QUOTED PASSAGE ▸
Re: shutdown Observer

Jai Bheemsen Rao Dhanwada
If there is packet loss, does increasing the initLimit value help?

ref: http://efod.se/blog/archive/2013/02/09/zookeeper-initlimit

Any thoughts?

On Thu, Mar 9, 2017 at 10:12 AM, Dan Benediktson <
[hidden email]> wrote:

> It's also likely you have a fair bit of packet loss between your
> datacenters, unless you know you have a solid network between them. If your
> observers are falling offline "randomly", packet loss is a pretty likely
> culprit.
>
> On Thu, Mar 9, 2017 at 9:54 AM, Michael Han <[hidden email]> wrote:
>
> > The log indicates that your server socket on observer timed out after
> > syncing with leader. It could simply because that the latency between
> your
> > DCs exceeds the socket timeout configuration ZK uses. The timeout is
> > calculated as tickTime * syncLimit so you might want tweak these values
> to
> > fit the latency between your DCs.

MATERIAL SHOWN ▸
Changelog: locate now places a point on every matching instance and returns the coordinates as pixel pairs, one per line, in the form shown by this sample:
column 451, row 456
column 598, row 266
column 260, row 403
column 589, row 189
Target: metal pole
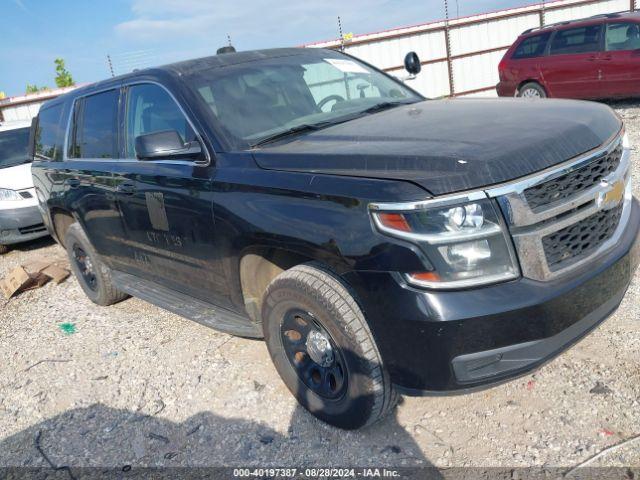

STATED PROBLEM A ▸ Reproduce the forum thread on observer shutdowns from "Re: shutdown Observer" up to and including "Any thoughts?".
STATED PROBLEM B ▸ In the forum thread on observer shutdowns, how is the timeout calculated?

TASK RESULT A ▸
Re: shutdown Observer

Jai Bheemsen Rao Dhanwada
If there is packet loss, does increasing the initLimit value help?

ref: http://efod.se/blog/archive/2013/02/09/zookeeper-initlimit

Any thoughts?

TASK RESULT B ▸ As tickTime * syncLimit.